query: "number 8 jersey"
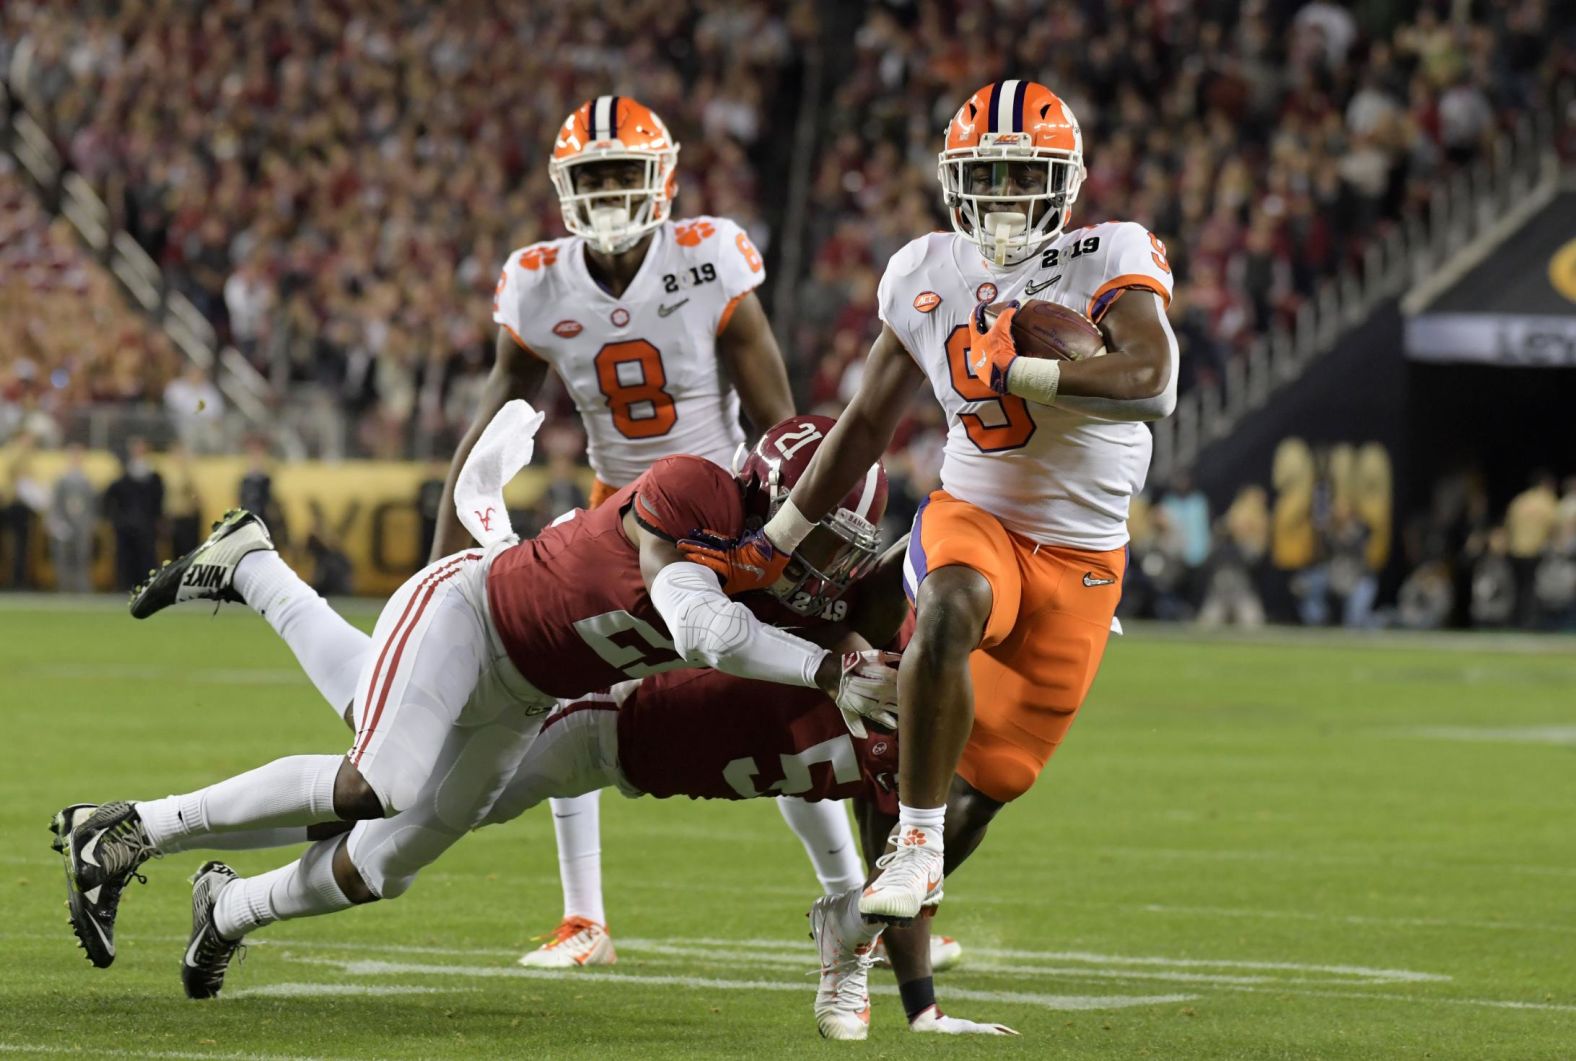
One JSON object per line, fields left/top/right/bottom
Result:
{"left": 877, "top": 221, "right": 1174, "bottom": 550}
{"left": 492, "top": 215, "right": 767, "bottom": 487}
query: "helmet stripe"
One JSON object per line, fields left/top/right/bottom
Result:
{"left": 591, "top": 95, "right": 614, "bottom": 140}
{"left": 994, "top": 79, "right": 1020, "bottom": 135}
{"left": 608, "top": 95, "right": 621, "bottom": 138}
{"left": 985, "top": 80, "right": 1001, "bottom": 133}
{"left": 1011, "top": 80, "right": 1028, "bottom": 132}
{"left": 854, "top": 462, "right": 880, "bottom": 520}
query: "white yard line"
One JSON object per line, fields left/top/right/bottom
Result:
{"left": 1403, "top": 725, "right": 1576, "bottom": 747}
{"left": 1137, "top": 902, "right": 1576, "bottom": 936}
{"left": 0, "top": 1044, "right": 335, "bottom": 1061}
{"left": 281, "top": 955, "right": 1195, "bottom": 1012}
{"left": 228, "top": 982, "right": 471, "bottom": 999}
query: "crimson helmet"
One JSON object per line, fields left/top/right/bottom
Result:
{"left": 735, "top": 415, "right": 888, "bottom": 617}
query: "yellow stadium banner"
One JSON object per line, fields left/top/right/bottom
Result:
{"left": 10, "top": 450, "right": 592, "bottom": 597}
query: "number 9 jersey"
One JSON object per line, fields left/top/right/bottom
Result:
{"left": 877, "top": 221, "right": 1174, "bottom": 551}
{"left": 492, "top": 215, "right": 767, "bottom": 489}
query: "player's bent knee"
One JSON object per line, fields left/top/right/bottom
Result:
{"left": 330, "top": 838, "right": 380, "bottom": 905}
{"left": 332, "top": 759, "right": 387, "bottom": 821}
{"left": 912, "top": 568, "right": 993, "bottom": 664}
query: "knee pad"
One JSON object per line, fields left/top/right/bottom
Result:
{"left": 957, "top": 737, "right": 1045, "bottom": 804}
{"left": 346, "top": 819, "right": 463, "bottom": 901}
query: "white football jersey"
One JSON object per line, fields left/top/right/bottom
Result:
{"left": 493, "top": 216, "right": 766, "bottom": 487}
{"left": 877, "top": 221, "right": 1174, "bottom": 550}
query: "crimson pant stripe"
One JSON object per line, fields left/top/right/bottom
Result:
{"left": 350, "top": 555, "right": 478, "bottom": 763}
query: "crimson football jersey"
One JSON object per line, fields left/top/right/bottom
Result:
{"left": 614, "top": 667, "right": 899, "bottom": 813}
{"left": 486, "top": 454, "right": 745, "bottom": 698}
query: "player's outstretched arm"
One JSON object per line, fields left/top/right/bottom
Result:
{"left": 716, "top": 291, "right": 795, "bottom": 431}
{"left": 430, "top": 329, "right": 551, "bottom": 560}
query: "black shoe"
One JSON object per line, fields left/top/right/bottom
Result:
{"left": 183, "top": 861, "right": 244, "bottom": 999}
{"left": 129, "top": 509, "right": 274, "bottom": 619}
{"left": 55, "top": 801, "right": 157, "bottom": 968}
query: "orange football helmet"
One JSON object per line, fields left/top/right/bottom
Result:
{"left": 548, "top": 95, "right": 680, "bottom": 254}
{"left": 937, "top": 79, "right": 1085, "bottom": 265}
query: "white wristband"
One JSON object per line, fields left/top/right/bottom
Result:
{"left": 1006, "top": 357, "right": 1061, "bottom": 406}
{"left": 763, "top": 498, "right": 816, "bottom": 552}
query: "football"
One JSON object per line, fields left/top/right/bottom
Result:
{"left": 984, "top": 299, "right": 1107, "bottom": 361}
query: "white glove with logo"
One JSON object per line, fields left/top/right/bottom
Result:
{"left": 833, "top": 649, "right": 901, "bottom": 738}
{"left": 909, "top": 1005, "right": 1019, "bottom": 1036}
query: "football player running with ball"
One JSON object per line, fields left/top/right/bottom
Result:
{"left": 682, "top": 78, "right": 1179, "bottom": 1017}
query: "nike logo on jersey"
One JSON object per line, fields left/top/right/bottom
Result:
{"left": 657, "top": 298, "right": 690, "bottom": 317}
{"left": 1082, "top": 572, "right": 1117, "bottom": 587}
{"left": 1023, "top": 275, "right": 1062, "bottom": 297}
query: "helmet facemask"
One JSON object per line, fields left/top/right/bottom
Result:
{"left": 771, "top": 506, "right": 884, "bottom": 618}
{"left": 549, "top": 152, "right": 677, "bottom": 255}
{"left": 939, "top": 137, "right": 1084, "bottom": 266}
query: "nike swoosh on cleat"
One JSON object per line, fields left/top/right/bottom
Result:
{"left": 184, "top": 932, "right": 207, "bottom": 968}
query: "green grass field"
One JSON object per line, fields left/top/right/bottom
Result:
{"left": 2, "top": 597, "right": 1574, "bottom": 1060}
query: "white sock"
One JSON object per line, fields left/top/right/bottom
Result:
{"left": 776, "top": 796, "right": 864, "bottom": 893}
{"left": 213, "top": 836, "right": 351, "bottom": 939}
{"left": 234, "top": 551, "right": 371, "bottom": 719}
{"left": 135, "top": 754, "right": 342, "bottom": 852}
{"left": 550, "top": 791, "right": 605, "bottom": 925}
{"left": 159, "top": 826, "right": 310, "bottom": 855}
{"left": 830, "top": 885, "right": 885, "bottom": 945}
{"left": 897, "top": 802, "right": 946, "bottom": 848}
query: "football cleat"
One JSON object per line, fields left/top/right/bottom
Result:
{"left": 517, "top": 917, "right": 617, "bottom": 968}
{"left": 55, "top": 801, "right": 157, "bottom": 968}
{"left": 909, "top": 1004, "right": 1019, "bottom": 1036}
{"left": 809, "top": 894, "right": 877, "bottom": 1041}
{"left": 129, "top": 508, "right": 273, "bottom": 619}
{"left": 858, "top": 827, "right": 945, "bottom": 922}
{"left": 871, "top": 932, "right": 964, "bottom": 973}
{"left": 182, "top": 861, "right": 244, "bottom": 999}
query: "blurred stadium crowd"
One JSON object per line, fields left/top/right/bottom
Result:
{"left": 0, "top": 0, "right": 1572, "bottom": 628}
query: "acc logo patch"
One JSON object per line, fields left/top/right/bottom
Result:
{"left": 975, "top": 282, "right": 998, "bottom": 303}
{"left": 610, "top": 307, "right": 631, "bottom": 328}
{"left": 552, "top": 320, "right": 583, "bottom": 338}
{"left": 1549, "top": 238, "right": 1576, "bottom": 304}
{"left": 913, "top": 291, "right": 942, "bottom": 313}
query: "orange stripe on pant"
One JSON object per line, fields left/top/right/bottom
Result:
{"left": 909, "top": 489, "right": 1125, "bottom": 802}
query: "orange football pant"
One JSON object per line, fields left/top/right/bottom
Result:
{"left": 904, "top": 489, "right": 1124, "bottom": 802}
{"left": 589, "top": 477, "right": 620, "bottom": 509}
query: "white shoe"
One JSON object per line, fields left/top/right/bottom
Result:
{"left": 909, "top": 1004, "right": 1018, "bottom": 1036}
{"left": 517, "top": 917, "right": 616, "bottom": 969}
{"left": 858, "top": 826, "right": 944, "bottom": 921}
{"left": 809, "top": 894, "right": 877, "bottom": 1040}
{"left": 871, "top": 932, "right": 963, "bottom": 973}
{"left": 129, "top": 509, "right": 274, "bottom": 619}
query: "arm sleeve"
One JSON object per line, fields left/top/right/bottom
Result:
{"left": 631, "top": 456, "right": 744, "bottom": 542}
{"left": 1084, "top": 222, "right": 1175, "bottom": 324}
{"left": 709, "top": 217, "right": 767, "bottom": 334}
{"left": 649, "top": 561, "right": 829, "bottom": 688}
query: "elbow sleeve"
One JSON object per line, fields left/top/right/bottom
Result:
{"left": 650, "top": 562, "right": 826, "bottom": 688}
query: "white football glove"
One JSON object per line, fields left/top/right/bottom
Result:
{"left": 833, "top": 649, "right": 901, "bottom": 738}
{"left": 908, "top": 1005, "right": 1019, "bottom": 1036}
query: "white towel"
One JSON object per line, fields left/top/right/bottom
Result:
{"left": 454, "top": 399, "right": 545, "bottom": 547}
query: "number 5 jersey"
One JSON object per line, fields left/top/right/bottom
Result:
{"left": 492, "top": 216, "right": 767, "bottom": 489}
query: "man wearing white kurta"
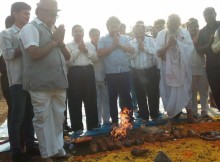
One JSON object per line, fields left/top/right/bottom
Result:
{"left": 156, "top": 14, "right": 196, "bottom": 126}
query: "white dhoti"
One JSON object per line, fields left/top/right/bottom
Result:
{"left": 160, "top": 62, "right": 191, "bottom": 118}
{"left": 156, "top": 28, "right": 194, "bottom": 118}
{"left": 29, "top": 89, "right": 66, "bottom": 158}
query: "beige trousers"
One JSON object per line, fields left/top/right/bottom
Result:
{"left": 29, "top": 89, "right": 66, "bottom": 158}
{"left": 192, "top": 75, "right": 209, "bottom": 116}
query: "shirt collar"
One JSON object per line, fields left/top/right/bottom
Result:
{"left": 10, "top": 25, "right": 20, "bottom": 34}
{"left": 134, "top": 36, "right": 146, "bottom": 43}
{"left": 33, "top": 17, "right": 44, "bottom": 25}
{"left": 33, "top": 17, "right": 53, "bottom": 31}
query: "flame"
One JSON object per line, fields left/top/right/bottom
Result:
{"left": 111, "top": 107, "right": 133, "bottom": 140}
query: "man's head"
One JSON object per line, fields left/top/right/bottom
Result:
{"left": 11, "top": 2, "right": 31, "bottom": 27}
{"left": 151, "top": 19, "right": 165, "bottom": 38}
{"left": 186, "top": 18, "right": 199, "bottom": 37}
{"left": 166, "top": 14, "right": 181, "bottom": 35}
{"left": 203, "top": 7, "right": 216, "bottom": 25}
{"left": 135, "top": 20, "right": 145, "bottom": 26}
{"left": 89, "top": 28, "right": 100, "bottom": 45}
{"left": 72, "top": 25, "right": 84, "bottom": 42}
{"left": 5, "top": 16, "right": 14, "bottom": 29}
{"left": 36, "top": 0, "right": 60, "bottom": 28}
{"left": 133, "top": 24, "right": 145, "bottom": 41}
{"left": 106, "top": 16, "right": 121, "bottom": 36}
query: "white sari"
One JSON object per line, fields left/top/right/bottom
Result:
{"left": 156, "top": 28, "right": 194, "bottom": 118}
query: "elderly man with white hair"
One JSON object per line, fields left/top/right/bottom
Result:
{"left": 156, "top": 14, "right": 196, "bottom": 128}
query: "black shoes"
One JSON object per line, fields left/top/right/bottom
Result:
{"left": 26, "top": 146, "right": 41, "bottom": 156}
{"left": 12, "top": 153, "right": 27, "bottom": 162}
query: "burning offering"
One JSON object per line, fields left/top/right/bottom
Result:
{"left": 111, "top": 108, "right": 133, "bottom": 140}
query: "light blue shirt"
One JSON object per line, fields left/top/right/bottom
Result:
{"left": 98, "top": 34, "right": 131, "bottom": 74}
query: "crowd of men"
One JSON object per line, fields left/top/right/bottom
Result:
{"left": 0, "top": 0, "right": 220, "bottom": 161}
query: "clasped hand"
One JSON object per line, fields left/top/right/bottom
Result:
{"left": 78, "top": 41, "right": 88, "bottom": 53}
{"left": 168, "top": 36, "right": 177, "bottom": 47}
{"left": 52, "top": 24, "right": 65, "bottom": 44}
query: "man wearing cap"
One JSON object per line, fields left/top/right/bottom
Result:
============================================================
### Assignment
Nothing but a number should be written: how many lines of the preceding listing contain "football".

### Solution to this exercise
8